◆ **ASSIGNMENT**
Please give again, word for word, each line that falls between the line with "Query: parked car" and the end of the data, inclusive.

◆ **GIVEN RECORDS**

=-=-=-=-=

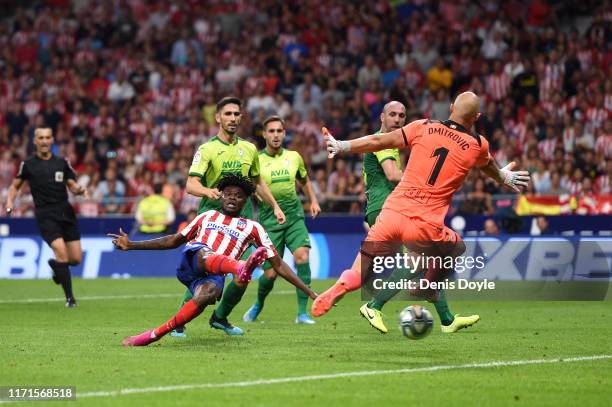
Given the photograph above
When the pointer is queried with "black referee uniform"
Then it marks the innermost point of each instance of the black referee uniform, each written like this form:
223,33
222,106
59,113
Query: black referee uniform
54,214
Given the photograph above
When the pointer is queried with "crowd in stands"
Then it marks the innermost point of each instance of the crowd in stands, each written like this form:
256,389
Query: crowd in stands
129,87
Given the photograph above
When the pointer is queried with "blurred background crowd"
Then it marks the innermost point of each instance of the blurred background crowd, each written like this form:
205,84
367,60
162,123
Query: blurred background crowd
129,87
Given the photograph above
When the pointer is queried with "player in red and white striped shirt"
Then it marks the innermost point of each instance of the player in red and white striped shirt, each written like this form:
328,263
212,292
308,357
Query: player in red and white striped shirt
215,241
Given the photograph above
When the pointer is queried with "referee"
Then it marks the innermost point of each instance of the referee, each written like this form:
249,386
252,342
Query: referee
48,176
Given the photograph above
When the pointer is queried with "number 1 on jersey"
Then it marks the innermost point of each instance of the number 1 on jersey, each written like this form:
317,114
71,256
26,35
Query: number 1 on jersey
441,153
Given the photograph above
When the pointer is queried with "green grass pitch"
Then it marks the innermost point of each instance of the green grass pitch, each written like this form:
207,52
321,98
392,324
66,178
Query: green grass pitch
42,343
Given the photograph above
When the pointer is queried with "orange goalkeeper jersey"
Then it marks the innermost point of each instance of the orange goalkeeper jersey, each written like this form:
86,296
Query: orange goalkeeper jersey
441,155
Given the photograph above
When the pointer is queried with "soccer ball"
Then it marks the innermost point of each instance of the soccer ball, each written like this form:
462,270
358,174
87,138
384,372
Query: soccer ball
415,322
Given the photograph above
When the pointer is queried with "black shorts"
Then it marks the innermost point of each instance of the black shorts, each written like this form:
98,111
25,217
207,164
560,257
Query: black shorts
58,221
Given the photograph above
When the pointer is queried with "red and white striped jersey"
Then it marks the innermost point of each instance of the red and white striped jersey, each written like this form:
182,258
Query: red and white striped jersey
603,185
226,235
603,146
551,80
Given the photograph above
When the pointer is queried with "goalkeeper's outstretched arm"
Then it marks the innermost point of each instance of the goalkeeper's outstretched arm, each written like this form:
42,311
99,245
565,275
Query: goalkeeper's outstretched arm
368,144
285,272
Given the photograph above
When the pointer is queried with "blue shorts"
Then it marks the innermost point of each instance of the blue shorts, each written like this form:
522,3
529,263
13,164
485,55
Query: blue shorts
188,273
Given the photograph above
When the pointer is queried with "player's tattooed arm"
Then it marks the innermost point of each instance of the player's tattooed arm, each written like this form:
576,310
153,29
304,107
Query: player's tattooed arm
283,270
505,176
122,242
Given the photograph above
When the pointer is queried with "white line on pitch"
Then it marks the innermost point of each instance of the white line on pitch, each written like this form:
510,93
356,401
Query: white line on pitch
109,297
259,382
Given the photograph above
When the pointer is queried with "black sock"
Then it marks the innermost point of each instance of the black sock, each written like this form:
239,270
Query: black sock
65,279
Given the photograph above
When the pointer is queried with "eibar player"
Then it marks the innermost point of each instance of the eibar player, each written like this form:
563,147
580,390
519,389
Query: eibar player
224,154
280,168
48,176
381,173
441,155
215,240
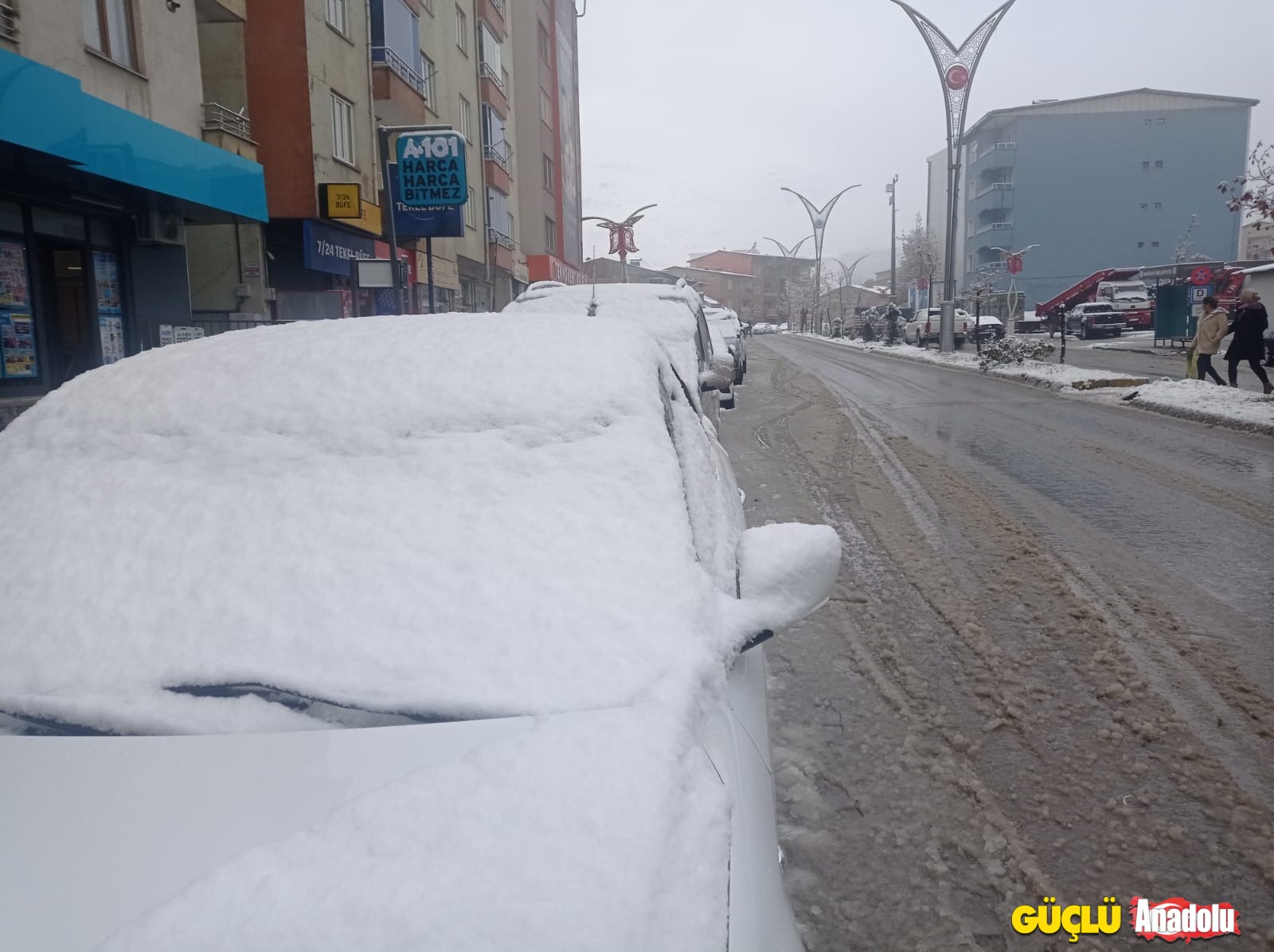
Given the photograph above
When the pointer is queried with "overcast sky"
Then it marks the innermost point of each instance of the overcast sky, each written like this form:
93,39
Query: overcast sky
709,106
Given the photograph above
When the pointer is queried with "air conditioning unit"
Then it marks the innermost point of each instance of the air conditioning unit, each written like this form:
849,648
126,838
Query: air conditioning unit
157,227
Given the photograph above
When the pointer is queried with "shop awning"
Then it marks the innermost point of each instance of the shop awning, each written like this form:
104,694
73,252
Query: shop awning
48,111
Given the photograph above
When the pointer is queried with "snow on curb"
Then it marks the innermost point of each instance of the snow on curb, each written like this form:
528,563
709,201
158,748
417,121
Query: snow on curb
1036,373
1207,403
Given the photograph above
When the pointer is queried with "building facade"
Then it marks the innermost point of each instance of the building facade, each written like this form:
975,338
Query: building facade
547,79
116,178
1108,181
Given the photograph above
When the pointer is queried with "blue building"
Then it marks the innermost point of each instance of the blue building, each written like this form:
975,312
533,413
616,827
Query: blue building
1106,181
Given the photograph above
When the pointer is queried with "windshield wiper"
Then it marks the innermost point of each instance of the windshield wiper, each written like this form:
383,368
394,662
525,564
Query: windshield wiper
320,708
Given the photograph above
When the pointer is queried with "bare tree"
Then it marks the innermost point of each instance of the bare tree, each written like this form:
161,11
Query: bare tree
920,257
1253,193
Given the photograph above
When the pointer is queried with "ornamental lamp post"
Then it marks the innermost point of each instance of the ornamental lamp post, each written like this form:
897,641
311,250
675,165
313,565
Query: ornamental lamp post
819,219
956,69
622,240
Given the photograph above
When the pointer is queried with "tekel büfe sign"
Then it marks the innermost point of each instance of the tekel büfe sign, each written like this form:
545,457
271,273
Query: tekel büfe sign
431,170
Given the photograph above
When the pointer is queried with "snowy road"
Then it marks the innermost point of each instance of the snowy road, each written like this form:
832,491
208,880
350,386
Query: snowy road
1049,666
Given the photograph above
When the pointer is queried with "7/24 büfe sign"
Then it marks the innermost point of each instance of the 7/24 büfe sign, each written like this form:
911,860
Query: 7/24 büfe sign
432,170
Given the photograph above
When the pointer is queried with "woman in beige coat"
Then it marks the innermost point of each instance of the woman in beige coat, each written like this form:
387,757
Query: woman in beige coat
1213,326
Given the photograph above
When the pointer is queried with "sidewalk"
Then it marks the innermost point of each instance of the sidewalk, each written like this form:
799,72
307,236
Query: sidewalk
1189,400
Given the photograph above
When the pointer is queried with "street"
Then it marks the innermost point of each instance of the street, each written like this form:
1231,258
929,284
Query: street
1046,669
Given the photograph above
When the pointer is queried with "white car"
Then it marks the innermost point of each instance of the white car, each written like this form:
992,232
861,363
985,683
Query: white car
674,314
925,326
431,633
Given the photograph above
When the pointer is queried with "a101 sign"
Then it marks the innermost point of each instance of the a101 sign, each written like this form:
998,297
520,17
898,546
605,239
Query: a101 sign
432,170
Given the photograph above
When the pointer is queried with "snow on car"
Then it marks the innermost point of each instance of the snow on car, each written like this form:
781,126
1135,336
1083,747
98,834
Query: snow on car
433,635
673,312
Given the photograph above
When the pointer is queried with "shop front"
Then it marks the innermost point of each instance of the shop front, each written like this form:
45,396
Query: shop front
95,201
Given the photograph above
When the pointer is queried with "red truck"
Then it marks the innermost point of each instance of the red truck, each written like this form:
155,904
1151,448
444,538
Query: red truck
1119,287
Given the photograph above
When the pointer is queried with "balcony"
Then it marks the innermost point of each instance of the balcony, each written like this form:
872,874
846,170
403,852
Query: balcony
398,88
8,23
229,130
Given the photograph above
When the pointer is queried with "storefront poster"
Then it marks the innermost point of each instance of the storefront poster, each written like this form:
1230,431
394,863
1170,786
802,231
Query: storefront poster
110,312
18,345
13,276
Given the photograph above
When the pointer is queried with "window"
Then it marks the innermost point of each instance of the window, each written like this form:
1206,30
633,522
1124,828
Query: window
108,29
497,213
545,47
490,53
427,78
467,120
338,15
462,31
342,129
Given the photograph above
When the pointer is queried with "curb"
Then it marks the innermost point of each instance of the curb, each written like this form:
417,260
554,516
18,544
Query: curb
1202,416
1082,386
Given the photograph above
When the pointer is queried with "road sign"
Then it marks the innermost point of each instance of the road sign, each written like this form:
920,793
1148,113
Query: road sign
431,170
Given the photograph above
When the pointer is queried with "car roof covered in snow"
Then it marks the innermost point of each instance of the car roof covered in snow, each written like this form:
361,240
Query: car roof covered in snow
451,516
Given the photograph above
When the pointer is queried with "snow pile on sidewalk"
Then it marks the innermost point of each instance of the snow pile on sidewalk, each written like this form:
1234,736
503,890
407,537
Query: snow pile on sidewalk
1035,372
1207,403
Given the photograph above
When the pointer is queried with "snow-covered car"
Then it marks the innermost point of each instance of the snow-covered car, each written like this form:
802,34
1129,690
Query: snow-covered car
732,329
924,326
987,327
431,633
1092,320
673,312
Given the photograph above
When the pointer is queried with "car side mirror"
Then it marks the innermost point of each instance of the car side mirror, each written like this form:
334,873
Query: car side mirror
719,376
787,572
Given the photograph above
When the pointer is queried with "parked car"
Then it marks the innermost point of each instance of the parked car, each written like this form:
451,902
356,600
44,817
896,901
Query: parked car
673,312
430,615
925,326
987,327
732,329
1093,320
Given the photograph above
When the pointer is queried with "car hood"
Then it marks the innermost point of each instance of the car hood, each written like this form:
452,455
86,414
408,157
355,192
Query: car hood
592,830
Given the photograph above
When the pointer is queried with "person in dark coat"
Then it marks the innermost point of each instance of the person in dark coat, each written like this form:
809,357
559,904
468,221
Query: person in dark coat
1249,344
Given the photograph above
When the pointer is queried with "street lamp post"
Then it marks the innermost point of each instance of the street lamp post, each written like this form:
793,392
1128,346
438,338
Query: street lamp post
956,68
892,189
621,235
819,219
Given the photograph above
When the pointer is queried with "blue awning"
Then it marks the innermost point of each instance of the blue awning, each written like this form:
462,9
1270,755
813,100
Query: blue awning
48,111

=-=-=-=-=

◆ **OUTPUT OF THE EXERCISE**
Query: parked car
673,312
430,615
925,326
987,327
732,329
1093,320
Given the photograph above
When the pointer is queried with "car hood"
Then it marks the innermost point of each instance of the car hood, each written like this form:
452,455
86,414
408,157
355,192
Query: car hood
592,830
Given the photograph above
When the pointer is queried with "person in dark coat"
Then it marks the innermost point of each instance of the person in dark coat, each written like this form:
809,357
559,904
468,221
Query: person in dark coat
1249,344
Given the photograph above
When the pointer is queried with "street lamp post"
Then it marks the innermost point of each instance of the street lamp post, each written like this form:
793,392
1128,346
438,338
Query: street lamp post
956,68
892,189
621,235
819,219
Given the photograph above
When the pointer is queried with "blue awning"
Then it marks the innermost point of each instance of the blue awning, each written like this form:
462,9
1270,755
813,100
Query: blue awning
48,111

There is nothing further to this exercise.